Stated task> From the post below about the Kingston Trio and Brothers Four concert, copy word for word the part that starts with "Yesterday evening Judy" and ends with "took our seats.".

Supplied passage>
────
Saturday, November 05, 2005

This Land is Your Land -- The Kingston Trio and The Brothers Four

Yesterday evening Judy and I drove down to Galveston Island for a concert by the Kingston Trio and the Brothers Four. The weather was great, and we got to the Island just about dark. The concert was at The Grand 1894 Opera House, and we were lucky enough to find a parking spot only a block and a half away. We had reservations at the Saltwater Grill, which is directly across the street from the theater, so we had a good meal before the concert. Judy had the shrimp scampi, and I (because I don't like seafood) had a nice steak fillet. After we ate, we walked across the street to the theater to discover that Doris Burbank was in charge of the ushers and the seating. Doris was the chair of the music department at Alvin Community College for many years, and I was her supervisor for about fifteen of them. It was good to visit with her for a while before we took our seats.
────
Data block>
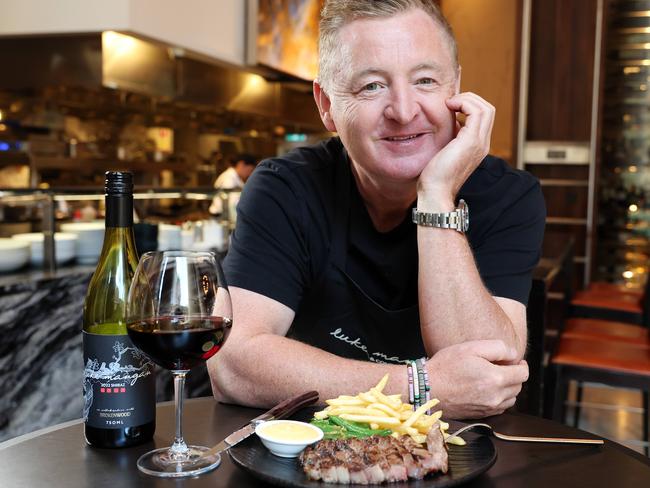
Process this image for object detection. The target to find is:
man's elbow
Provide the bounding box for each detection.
────
Solution below>
Yesterday evening Judy and I drove down to Galveston Island for a concert by the Kingston Trio and the Brothers Four. The weather was great, and we got to the Island just about dark. The concert was at The Grand 1894 Opera House, and we were lucky enough to find a parking spot only a block and a half away. We had reservations at the Saltwater Grill, which is directly across the street from the theater, so we had a good meal before the concert. Judy had the shrimp scampi, and I (because I don't like seafood) had a nice steak fillet. After we ate, we walked across the street to the theater to discover that Doris Burbank was in charge of the ushers and the seating. Doris was the chair of the music department at Alvin Community College for many years, and I was her supervisor for about fifteen of them. It was good to visit with her for a while before we took our seats.